=== Goal of the exercise ===
Copy out the lines again without any change, from the line with "Return the polygon of every instance of the distant" to the line with "[[[73,102],[70,103],[70,114],[79,113],[80,106],[75,105]]]", both of those lines included.

=== Supplied data ===
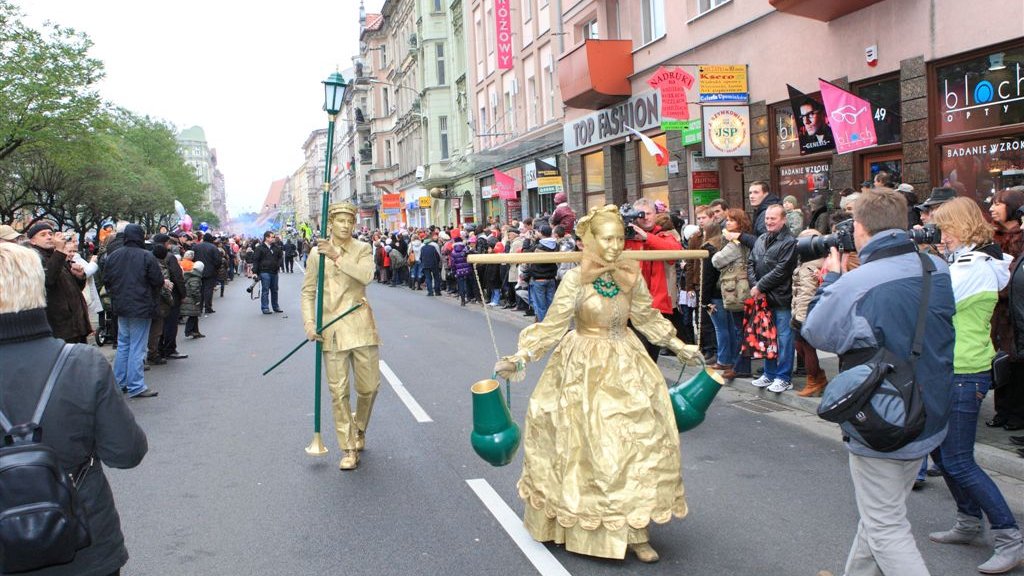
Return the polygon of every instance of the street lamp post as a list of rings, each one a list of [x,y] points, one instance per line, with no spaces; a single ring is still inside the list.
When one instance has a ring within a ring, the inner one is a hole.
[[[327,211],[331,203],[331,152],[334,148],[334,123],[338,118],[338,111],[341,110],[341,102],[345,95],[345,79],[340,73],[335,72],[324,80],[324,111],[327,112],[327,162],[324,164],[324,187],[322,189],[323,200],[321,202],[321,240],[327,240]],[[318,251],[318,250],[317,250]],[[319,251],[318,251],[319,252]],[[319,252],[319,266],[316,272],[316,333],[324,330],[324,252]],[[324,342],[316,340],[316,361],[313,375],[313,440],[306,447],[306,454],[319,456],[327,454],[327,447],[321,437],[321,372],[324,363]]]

==

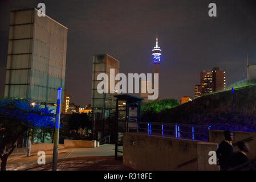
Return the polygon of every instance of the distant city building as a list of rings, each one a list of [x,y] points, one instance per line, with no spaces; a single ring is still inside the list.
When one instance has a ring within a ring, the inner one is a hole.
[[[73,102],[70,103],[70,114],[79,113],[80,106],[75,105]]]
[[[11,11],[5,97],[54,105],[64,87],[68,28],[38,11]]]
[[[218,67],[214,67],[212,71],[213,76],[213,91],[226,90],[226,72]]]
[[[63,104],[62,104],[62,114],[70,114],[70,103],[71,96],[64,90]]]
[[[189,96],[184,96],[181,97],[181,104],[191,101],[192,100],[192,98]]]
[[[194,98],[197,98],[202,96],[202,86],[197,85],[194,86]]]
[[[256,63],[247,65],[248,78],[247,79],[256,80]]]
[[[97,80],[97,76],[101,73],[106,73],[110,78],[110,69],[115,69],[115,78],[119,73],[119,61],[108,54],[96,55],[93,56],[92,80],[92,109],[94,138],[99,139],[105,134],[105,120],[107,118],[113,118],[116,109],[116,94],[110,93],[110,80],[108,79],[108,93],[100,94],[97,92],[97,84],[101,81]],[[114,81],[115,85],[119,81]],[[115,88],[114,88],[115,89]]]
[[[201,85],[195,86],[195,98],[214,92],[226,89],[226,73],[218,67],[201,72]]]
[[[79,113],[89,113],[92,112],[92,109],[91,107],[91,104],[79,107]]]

=== Expected output ===
Return the polygon of every instance of the distant city building as a list of rings, each one a list of [x,y] points, one instance per line, with no spaces; a single ring is still inside the list.
When one instance has a ring within a ring, the inner one is a hole.
[[[73,102],[70,103],[70,114],[79,113],[80,106],[75,105]]]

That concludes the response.